{my} Top Ten Tips for machine embroidery

You know I like sharing a little bit of everything on my blog. From painting projects, to couponing, to being stranded in Atlanta's Snowpocalypse, to our children's birth stories. I like to mix it up. Really the whole reason I started this blog years ago was because of my side monogramming/embroidering "business". I don't really like to say business because that implies work and it is truly what I LOVE so it's not work to me.

I know this post really won't apply to many of my readers because most don't have embroidery machines. But most people have NO IDEA what goes into machine embroidery. And rightfully so my prices have to reflect the work behind the shirt (or bib/burp cloth).
•••••
▶ _GIVEN TASK_:
In the embroidery blog post, why does the author hesitate to call the monogramming and embroidering a "business"? Answer in one to three sentences. The rows that follow are not needed for this exercise.

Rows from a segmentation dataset
•••••
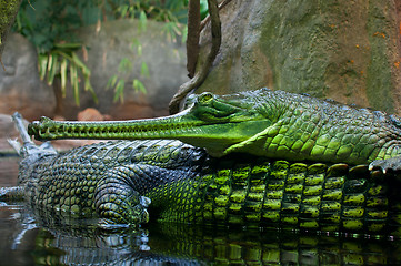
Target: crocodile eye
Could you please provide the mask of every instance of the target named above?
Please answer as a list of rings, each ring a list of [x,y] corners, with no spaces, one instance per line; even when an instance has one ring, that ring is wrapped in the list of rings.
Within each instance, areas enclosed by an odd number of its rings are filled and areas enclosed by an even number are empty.
[[[202,94],[199,95],[198,98],[198,102],[199,103],[202,103],[202,104],[205,104],[205,103],[209,103],[210,101],[213,100],[213,94],[210,93],[210,92],[203,92]]]

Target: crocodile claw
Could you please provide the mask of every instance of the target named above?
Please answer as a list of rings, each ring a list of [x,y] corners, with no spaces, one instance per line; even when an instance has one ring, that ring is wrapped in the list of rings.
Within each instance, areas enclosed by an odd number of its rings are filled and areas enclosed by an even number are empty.
[[[401,171],[401,156],[385,158],[385,160],[375,160],[369,164],[369,171],[379,168],[385,174],[388,171]]]

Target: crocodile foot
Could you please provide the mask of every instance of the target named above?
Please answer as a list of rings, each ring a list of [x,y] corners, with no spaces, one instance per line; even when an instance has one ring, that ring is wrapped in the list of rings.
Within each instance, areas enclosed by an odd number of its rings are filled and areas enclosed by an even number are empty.
[[[369,170],[380,168],[384,174],[388,171],[401,171],[401,156],[385,158],[385,160],[377,160],[369,164]]]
•••••
▶ _THE RESPONSE_:
The author says "business" implies work. Because monogramming and embroidering are what the author truly loves, they don't feel like work.